═══ Kaynak metinden alıntı
Peynirde fiyatlama
“Binbir dert arasında derdiniz bu mu denilebilir ama Trakya'da birçok firmanın peynir fiyatlamasında bir abukluk var. Örneğin, aynı marka aynı kalite kaşar peyniri 250 gramı 14.5 TL, 400 gramı 28 TL. Bu durumda 400 gram almanın mantığı nedir? Bu fiyatlamanın mantığı ne olabilir?”
Ceyhun hocamızın twitine yazılan yanıtlara da bakın, özellikle Serdar Sayan hocamızın yazdıkları, garip görünen bu fiyatlama pratiğini anlamamıza yardımcı olacak nitelikte. Ceyhun ve Serdar hocaların yazdıklarını okuyunca, ben de meraklandım ve bu konuda literatürde yazılmış bir şeyler var mı diye baktım. Hocalarımız, literatürde de yer alan potansiyel açıklamaların bir kısmına değinmiş zaten ama ben yine de öğrendiklerimi paylaşayım.
Literatürde bu fiyatlama pratiği,
quantity surcharge–yani, miktar arttıkça oransal olarak daha fazla artan fiyat–olarak anılıyor. Bu oldukça yaygın bir fiyatlama pratiği.
Agrawal ve diğerleri (1993) yazdıkları makalede ton balığından deterjana kadar envai çeşit üründe bu fiyatlamanın uygulandığını gösteriyor.
Stanley M. Widrick, 1985 yılında
yazdığı bir makalede bu konuyu ele almış. Başlangıç için bu makaleye bakabilirsiniz. Ancak, bu makale aşağıda bahsedeceğimiz şeyleri dikkate almıyor.
Serdar hocanın twitlerinde söylediği gibi (
1,
2,
3), çeşitli nedenlere–mesela, paketleme veya saklama maliyetleri nedeniyle–üreticiler büyük paketteki ürünleri daha pahalıya satmayı tercih edebilir, dolayısıyla da böyle bir fiyatlama yöntemi kullanabilir. Ama cevap sadece bundan ibaret değil. İşin bir de talep yönü var.
- Bazı tüketiciler için fiyat karşılaştırması yapmak çok maliyetlidir (markette uzun zaman geçirmenin maliyeti onlar için yüksektir). Dolayısıyla, büyük paketi pahalıya satmak bu tüketicileri hedefleyen bir fiyat farklılaştırması yöntemi olarak düşünülebilir (Salop 1977).
- Tüketiciler için küçük paketleri saklamak daha az maliyetli olabilir (misal, buzdolaplarında yeterince yer olmayabilir).
- Tüketiciler, büyük pakette ürün satın almayı küçük pakette ürün almaya tercih ediyor olabilirler (ya da büyük paket alınca kendilerini daha zengin hissediyor olabilirler).
- Tüketiciler, fiyat karşılaştırması yapmıyor olabilir. Mesela, yapılan bir çalışmaya göre süpermarketlerde alışveriş yapanların çoğu ürün seçimini yaparken çok az zaman harcıyormuş ve sepete henüz koydukları ürünün fiyatını söyleyemiyormuş (Dickson ve Sawyer 1990)
══════
═══ Veri listesi
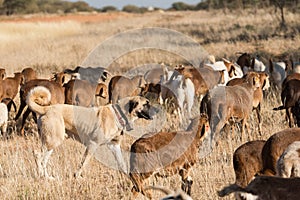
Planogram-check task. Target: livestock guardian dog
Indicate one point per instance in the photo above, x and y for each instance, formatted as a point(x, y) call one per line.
point(92, 127)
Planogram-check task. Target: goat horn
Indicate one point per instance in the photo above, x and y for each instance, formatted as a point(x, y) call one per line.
point(165, 190)
point(225, 60)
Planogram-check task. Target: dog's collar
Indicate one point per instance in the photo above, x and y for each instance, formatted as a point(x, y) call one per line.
point(121, 117)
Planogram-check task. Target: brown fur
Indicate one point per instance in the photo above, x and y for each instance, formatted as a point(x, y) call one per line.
point(175, 152)
point(29, 74)
point(90, 126)
point(9, 87)
point(230, 103)
point(275, 146)
point(2, 73)
point(57, 96)
point(247, 162)
point(204, 78)
point(266, 187)
point(290, 95)
point(79, 93)
point(121, 86)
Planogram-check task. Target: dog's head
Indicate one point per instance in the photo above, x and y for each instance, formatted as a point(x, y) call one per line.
point(139, 107)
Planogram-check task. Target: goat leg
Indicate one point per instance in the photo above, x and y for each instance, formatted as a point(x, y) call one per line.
point(259, 118)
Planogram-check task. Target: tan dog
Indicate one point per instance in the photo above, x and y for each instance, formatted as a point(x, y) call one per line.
point(92, 127)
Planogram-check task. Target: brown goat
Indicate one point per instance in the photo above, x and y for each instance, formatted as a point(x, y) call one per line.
══════
● **Verilen görev 1**:
Peynir fiyatlaması metninde hangi çalışmalara atıf yapılıyor? Her birini yazarı ve yılıyla sıralar mısın?
● **Verilen görev 2**:
Kayıtlarda "Planogram-check task. Target: goat leg" ifadesini içeren satırla başlayıp kayıtların sonuna kadar süren bölümü, iki ucu da dahil, birebir kopyalar mısın?

● **Çözüm 1**:
- Agrawal ve diğerleri (1993)
- Stanley M. Widrick (1985)
- Salop (1977)
- Dickson ve Sawyer (1990)

● **Çözüm 2**:
Planogram-check task. Target: goat leg
Indicate one point per instance in the photo above, x and y for each instance, formatted as a point(x, y) call one per line.
point(259, 118)
Planogram-check task. Target: tan dog
Indicate one point per instance in the photo above, x and y for each instance, formatted as a point(x, y) call one per line.
point(92, 127)
Planogram-check task. Target: brown goat
Indicate one point per instance in the photo above, x and y for each instance, formatted as a point(x, y) call one per line.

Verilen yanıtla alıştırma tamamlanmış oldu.